Task objective:
Find the line containing "Locate the wooden post". Reproduce it and every line after it up to the end of the records, exactly as written.

[Data extract — start]

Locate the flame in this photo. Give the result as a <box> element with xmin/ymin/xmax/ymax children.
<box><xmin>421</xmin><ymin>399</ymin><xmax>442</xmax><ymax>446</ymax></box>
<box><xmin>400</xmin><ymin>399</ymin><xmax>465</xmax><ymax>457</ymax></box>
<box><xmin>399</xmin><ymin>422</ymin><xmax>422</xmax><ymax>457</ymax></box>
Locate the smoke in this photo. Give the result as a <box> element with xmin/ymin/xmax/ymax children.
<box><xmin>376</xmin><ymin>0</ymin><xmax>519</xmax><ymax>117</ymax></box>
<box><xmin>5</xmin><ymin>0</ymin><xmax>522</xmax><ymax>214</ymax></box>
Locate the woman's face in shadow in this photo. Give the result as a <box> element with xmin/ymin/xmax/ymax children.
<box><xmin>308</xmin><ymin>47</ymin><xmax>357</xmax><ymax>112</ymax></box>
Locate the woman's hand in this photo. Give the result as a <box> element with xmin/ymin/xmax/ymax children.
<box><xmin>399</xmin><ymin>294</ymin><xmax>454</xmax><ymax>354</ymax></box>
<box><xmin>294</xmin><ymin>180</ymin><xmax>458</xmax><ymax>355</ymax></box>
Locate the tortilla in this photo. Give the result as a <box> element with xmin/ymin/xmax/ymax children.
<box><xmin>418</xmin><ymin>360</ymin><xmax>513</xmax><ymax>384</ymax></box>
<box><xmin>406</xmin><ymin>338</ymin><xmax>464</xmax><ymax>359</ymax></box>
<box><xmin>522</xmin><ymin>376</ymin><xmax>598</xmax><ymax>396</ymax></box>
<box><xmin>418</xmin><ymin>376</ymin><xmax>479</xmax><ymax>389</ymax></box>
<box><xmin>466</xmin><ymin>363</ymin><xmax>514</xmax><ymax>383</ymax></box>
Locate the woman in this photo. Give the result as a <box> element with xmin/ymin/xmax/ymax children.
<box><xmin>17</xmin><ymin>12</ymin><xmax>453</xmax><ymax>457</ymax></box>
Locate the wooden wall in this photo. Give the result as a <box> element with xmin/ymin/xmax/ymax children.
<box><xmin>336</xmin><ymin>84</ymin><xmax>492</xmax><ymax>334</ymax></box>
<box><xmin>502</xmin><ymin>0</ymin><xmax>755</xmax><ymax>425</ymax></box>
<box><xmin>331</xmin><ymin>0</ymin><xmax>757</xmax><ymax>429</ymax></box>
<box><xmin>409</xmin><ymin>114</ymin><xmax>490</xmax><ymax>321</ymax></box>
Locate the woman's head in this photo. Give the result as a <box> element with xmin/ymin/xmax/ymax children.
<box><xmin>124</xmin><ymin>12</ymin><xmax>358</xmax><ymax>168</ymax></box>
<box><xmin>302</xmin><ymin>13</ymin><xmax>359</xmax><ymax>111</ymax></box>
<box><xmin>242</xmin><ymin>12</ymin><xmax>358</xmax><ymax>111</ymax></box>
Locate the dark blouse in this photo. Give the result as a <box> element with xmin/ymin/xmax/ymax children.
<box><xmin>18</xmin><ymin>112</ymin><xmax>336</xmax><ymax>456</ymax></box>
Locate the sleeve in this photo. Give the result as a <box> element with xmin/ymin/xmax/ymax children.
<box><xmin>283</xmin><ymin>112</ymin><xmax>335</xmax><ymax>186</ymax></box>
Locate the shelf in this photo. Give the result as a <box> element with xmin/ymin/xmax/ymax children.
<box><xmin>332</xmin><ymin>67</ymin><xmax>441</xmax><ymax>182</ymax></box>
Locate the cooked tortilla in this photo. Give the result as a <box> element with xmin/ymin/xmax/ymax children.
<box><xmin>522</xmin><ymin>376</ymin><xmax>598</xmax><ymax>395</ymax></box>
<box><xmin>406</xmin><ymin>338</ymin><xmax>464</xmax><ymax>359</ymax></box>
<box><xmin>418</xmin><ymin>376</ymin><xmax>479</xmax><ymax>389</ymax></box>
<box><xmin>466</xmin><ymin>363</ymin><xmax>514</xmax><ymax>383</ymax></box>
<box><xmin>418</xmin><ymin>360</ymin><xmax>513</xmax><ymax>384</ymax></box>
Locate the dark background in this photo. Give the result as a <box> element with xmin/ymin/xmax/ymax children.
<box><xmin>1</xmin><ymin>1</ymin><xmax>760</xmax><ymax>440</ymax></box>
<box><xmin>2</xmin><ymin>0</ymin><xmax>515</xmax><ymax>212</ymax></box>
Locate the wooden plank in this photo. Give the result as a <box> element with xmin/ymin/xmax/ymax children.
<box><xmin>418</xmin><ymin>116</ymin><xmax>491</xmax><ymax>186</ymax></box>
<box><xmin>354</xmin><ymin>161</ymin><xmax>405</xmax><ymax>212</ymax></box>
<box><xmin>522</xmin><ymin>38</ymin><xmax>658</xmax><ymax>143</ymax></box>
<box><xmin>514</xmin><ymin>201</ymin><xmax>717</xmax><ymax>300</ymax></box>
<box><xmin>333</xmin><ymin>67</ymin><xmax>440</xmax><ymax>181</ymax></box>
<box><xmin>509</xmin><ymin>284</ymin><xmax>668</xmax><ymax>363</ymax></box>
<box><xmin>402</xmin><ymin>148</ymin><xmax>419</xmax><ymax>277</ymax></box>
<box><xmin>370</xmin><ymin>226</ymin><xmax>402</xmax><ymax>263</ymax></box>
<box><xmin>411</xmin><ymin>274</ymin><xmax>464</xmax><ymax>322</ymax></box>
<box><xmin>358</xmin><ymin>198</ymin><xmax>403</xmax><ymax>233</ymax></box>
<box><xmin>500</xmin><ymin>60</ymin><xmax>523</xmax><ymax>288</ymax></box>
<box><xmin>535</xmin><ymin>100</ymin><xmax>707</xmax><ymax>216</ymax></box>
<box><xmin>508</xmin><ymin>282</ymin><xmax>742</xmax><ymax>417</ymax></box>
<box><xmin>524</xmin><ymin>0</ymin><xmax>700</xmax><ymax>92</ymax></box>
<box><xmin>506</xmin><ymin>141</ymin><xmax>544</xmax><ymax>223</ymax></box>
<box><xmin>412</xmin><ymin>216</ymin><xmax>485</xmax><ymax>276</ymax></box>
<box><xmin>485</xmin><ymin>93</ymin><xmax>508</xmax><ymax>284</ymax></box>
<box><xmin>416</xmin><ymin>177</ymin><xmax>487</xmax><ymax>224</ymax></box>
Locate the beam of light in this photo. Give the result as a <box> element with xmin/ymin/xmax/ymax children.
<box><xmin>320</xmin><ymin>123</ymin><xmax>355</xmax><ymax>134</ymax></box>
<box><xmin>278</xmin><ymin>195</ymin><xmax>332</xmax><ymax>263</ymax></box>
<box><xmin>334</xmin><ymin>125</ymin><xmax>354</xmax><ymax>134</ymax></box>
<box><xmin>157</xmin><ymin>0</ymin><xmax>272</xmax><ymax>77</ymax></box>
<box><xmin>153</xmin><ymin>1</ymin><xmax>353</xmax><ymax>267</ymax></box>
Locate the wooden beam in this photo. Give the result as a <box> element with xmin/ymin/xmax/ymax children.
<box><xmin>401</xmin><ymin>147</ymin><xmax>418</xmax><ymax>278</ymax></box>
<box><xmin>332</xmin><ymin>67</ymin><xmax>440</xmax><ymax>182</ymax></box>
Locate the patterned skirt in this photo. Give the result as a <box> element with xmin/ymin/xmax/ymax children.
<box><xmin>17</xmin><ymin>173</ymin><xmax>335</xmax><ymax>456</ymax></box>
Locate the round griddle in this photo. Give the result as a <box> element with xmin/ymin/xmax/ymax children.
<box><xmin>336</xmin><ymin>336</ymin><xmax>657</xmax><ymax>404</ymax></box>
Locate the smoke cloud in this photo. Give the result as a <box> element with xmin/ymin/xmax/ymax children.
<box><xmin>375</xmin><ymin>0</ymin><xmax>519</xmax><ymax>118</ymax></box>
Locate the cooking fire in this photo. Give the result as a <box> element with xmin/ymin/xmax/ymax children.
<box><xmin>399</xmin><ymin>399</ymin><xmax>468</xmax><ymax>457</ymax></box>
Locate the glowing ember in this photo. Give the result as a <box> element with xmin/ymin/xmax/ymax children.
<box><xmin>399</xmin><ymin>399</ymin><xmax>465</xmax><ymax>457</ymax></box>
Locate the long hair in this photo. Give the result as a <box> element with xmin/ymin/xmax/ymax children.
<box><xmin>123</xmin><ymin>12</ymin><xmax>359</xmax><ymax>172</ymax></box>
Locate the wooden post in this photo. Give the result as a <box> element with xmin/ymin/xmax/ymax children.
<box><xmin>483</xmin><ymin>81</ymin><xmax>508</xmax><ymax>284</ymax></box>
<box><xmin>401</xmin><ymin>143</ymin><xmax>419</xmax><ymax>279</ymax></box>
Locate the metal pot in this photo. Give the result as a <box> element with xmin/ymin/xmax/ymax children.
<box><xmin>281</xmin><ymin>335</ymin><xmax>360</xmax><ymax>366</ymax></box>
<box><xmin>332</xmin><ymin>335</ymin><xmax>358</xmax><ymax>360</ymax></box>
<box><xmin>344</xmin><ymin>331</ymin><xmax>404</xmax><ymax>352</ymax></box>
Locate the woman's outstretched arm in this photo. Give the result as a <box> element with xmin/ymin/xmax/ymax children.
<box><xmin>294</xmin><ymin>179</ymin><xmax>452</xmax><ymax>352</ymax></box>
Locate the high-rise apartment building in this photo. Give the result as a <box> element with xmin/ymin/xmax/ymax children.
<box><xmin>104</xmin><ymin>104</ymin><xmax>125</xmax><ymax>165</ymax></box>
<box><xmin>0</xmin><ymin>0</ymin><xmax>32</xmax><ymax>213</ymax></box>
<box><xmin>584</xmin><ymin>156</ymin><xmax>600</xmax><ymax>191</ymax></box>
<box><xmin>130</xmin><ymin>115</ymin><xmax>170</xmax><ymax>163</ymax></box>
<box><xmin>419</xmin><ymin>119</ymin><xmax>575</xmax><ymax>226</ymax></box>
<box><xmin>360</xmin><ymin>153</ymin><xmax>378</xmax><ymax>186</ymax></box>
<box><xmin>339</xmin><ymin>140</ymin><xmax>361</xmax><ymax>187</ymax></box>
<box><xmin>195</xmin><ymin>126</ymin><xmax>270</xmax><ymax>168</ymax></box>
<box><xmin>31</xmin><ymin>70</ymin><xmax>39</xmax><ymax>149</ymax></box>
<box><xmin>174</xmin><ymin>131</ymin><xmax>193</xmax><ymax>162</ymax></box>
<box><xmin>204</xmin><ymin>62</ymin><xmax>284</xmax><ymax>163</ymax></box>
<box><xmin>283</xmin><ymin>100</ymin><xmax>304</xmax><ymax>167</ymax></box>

[Data extract — finish]

Result of this exercise:
Locate the wooden post in this photo. Give the result as a <box> element with xmin/ymin/xmax/ymax children.
<box><xmin>483</xmin><ymin>81</ymin><xmax>508</xmax><ymax>284</ymax></box>
<box><xmin>401</xmin><ymin>143</ymin><xmax>419</xmax><ymax>279</ymax></box>
Locate the metal pot in this photo. Give the result as a <box> element with xmin/ymin/xmax/ymax children.
<box><xmin>281</xmin><ymin>335</ymin><xmax>360</xmax><ymax>366</ymax></box>
<box><xmin>332</xmin><ymin>335</ymin><xmax>358</xmax><ymax>360</ymax></box>
<box><xmin>344</xmin><ymin>331</ymin><xmax>404</xmax><ymax>352</ymax></box>
Locate the woman's outstretched arm in this photo. Give the result as a <box> element with xmin/ymin/xmax/ymax children.
<box><xmin>294</xmin><ymin>179</ymin><xmax>452</xmax><ymax>352</ymax></box>
Locate the high-rise apartment building in this photo. Give the result as a <box> element with xmin/ymin/xmax/ymax children.
<box><xmin>104</xmin><ymin>104</ymin><xmax>125</xmax><ymax>165</ymax></box>
<box><xmin>0</xmin><ymin>0</ymin><xmax>32</xmax><ymax>213</ymax></box>
<box><xmin>584</xmin><ymin>156</ymin><xmax>600</xmax><ymax>191</ymax></box>
<box><xmin>130</xmin><ymin>115</ymin><xmax>170</xmax><ymax>163</ymax></box>
<box><xmin>419</xmin><ymin>119</ymin><xmax>575</xmax><ymax>226</ymax></box>
<box><xmin>360</xmin><ymin>153</ymin><xmax>378</xmax><ymax>186</ymax></box>
<box><xmin>339</xmin><ymin>140</ymin><xmax>361</xmax><ymax>187</ymax></box>
<box><xmin>195</xmin><ymin>126</ymin><xmax>270</xmax><ymax>168</ymax></box>
<box><xmin>31</xmin><ymin>70</ymin><xmax>39</xmax><ymax>149</ymax></box>
<box><xmin>174</xmin><ymin>131</ymin><xmax>193</xmax><ymax>162</ymax></box>
<box><xmin>204</xmin><ymin>62</ymin><xmax>284</xmax><ymax>163</ymax></box>
<box><xmin>283</xmin><ymin>100</ymin><xmax>304</xmax><ymax>167</ymax></box>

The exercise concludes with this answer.